**WORK TASK:**
Gather every line of the items below that contains the string "coordinates", and copy each one. Matching is case-sensitive.
MATERIAL TO PROCESS Block Start
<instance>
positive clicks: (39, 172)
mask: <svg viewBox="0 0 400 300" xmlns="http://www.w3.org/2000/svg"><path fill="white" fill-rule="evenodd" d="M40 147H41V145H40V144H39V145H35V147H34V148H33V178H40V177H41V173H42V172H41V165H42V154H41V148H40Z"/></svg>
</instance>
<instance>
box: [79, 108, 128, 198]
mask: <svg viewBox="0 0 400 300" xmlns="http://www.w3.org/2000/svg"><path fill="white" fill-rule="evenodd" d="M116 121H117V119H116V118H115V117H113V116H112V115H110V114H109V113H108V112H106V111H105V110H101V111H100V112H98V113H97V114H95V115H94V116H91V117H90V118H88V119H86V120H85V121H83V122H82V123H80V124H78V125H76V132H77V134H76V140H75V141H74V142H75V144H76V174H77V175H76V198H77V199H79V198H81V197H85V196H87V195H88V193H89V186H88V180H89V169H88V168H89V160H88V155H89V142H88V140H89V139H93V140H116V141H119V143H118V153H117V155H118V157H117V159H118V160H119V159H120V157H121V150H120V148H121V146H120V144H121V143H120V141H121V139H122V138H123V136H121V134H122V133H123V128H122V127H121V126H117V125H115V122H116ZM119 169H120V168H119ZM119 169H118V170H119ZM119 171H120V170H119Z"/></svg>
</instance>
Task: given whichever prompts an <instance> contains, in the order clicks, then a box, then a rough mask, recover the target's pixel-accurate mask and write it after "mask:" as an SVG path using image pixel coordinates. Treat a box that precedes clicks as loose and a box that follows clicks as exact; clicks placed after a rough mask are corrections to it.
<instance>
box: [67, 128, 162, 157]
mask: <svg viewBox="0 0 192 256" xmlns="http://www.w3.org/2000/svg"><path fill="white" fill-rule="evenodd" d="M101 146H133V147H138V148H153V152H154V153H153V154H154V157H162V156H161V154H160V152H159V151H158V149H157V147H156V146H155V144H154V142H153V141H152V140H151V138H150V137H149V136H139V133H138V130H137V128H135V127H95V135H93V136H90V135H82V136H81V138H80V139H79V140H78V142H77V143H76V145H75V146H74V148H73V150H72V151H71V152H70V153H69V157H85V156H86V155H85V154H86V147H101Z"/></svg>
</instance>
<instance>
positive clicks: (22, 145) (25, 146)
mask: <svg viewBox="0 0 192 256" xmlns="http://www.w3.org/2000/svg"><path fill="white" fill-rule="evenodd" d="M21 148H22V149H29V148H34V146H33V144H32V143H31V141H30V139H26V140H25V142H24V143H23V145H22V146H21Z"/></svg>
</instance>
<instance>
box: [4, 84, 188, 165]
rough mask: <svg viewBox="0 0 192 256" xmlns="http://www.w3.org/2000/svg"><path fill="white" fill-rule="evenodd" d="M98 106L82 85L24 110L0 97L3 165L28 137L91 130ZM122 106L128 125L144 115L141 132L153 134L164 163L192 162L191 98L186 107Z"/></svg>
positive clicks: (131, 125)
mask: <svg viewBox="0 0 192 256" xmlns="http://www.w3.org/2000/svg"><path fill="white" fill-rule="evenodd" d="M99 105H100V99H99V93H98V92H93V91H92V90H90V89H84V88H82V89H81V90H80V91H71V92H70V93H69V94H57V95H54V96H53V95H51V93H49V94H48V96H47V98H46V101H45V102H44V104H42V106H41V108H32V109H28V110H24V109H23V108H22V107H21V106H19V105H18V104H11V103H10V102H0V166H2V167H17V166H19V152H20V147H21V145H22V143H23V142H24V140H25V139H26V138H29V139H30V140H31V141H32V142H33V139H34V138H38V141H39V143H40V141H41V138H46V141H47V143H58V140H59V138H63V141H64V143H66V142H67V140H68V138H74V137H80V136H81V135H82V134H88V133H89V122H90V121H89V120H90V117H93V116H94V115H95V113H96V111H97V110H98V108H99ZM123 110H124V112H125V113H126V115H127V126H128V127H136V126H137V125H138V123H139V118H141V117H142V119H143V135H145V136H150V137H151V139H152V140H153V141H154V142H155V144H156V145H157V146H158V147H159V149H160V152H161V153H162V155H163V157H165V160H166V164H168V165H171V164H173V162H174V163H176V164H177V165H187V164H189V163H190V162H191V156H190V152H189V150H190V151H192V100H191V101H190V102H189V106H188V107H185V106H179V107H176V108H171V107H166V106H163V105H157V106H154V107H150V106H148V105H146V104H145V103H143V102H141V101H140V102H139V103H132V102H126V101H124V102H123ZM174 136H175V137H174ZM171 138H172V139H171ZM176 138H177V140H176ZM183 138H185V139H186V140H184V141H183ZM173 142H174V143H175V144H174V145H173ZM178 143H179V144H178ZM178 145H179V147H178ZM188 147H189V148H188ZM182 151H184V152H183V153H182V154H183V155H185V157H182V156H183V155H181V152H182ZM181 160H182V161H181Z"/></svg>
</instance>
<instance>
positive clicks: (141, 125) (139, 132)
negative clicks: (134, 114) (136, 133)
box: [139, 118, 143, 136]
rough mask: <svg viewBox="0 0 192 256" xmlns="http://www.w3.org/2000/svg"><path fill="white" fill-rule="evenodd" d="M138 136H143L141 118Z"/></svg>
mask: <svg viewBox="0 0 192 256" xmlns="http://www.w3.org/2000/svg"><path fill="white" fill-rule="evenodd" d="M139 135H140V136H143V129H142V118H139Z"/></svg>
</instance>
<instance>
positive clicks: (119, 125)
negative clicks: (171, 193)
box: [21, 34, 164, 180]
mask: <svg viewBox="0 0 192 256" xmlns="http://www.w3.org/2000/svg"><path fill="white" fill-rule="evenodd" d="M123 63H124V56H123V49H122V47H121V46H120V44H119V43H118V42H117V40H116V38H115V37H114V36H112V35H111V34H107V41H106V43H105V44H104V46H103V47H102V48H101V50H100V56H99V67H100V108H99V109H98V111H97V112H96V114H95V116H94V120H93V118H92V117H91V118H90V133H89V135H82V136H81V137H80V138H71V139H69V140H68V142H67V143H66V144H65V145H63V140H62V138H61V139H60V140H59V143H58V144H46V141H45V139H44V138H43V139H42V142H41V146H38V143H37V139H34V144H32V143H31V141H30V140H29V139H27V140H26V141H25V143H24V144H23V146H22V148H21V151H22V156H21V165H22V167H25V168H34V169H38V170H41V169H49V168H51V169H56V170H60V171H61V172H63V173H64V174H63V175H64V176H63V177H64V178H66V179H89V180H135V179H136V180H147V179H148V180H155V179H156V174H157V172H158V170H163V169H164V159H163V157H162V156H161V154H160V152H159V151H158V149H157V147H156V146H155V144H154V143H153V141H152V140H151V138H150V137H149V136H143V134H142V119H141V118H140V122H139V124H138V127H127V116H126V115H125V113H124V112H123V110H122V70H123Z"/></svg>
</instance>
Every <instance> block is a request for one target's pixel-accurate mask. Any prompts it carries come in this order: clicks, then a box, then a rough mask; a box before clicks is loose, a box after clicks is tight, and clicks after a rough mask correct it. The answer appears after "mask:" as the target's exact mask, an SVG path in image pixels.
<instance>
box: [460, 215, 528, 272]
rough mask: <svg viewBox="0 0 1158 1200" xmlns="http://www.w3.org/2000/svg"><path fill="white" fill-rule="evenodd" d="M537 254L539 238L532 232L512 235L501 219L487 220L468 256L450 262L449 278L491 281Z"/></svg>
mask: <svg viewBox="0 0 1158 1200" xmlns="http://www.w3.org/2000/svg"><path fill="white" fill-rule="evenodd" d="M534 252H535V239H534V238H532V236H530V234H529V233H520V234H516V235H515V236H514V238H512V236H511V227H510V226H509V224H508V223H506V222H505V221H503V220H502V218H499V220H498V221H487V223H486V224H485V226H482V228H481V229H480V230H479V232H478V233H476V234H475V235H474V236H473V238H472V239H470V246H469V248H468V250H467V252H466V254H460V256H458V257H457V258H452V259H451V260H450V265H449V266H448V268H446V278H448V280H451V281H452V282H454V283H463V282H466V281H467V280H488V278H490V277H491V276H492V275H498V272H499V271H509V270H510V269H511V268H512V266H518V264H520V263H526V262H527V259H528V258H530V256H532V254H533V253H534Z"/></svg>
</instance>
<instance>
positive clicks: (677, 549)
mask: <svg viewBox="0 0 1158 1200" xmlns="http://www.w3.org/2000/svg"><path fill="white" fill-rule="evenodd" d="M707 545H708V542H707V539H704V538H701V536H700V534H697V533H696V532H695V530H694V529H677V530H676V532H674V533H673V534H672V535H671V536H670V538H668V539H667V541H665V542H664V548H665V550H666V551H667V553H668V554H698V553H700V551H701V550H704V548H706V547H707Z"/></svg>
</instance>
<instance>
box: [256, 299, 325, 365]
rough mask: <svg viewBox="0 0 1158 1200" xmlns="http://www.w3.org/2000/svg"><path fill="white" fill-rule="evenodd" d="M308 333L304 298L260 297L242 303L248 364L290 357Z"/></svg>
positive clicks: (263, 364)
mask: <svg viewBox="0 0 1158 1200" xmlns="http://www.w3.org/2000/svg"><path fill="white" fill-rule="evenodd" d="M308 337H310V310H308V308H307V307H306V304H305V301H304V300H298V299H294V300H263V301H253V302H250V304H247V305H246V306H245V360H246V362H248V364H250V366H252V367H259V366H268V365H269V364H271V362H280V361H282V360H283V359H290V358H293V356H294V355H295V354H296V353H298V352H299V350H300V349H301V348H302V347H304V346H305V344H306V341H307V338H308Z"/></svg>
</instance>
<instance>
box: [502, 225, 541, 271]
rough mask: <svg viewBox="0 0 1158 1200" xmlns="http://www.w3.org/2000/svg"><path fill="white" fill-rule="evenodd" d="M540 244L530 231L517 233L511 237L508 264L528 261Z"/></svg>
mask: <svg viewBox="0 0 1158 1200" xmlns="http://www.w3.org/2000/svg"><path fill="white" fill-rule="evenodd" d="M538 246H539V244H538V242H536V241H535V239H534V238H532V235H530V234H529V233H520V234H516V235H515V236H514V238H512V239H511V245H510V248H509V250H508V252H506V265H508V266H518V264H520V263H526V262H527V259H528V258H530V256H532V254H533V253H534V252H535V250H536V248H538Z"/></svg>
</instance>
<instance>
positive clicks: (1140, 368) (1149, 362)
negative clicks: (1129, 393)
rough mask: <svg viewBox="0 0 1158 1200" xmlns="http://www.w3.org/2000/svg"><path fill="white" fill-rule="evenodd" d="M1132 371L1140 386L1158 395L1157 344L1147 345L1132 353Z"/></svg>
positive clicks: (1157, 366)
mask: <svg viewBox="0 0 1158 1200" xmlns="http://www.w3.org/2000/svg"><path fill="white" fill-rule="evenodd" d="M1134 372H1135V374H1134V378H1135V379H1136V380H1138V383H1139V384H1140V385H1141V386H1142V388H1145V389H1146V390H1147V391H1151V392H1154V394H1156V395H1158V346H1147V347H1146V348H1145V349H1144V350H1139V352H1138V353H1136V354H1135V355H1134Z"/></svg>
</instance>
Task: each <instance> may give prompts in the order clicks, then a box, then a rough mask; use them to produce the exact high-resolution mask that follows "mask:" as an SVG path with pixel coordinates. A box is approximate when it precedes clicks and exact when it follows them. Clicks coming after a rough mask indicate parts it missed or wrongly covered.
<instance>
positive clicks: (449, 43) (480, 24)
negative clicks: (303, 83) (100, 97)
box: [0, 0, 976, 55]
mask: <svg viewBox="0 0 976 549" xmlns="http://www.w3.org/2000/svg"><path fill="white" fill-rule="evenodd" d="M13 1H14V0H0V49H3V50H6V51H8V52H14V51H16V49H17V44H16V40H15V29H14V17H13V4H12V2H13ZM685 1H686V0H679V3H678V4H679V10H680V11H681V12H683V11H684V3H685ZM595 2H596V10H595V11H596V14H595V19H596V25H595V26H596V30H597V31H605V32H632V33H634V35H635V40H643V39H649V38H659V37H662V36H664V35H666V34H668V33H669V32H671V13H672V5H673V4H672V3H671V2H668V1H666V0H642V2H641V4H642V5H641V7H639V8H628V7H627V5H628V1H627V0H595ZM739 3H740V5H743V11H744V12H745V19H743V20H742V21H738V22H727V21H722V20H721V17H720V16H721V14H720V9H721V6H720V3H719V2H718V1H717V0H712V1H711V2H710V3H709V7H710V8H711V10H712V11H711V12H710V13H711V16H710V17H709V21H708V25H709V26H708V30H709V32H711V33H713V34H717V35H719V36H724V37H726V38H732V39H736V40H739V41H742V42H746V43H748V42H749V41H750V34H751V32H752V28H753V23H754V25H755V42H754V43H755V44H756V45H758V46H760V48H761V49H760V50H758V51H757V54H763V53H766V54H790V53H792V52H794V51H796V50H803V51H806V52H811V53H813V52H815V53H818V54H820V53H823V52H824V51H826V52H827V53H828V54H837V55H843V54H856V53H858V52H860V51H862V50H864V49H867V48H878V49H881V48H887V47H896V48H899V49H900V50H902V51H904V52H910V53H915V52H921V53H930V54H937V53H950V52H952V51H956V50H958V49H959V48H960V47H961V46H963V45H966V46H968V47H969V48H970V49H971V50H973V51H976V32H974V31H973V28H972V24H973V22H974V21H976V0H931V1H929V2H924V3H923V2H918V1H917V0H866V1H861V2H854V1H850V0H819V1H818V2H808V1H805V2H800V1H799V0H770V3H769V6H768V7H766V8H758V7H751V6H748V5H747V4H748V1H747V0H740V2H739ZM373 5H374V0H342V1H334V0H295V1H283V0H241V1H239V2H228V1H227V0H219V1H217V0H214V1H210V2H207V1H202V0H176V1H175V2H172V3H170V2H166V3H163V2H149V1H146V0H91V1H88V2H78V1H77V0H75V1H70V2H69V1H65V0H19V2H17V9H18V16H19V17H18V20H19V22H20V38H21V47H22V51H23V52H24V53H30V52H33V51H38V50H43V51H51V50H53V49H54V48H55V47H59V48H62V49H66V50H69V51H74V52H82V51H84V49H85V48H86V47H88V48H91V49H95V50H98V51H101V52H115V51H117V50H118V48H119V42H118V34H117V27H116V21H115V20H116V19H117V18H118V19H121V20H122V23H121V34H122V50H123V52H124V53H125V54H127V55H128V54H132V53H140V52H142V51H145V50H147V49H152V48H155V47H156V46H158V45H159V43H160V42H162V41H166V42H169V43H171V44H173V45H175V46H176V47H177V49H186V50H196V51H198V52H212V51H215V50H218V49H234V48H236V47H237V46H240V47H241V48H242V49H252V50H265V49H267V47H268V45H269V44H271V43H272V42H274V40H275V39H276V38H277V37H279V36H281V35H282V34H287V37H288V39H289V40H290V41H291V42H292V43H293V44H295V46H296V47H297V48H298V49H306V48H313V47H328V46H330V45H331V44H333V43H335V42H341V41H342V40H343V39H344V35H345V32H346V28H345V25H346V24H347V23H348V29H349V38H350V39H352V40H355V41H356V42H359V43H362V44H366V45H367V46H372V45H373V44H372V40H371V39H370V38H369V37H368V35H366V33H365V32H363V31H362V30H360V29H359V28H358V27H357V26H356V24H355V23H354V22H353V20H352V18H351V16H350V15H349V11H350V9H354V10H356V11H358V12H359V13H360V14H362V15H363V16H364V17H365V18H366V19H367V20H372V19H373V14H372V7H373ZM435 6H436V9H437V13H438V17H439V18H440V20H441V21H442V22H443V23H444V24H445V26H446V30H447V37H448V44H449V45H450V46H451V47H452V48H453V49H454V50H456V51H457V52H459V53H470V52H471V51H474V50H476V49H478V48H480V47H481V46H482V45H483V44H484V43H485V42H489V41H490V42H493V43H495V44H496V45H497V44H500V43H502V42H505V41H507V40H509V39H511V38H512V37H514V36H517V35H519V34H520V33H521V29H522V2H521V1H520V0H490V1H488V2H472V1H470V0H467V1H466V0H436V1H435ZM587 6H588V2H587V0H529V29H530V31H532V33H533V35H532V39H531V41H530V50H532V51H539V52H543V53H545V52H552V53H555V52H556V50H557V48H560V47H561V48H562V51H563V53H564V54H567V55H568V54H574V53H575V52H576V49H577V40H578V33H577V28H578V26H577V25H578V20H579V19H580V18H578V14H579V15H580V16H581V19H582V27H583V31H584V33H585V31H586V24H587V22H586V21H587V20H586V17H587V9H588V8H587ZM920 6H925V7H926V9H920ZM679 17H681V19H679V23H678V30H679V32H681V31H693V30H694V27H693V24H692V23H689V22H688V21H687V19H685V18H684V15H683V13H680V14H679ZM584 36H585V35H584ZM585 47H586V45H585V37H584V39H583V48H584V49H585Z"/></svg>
MATERIAL TO PROCESS Block End
**TASK SOLUTION:**
Task: given whichever prompts an <instance> contains, in the order clicks, then a box, then a rough mask, recover the target's pixel-accurate mask and write it after "mask:" as an SVG path using image pixel coordinates. Treat a box that precedes clicks as loose and a box that follows clicks as exact; clicks placed after a rough mask are corrections to it.
Task: each <instance> may give prompts in the order clicks, then a box, then a rough mask; use them to produce the exact high-resolution mask that follows "mask:" as an SVG path with pixel coordinates. A box is approximate when it precedes clicks and exact when it follows them. Clicks coming after a rough mask indicate parts it missed or wrongly covered.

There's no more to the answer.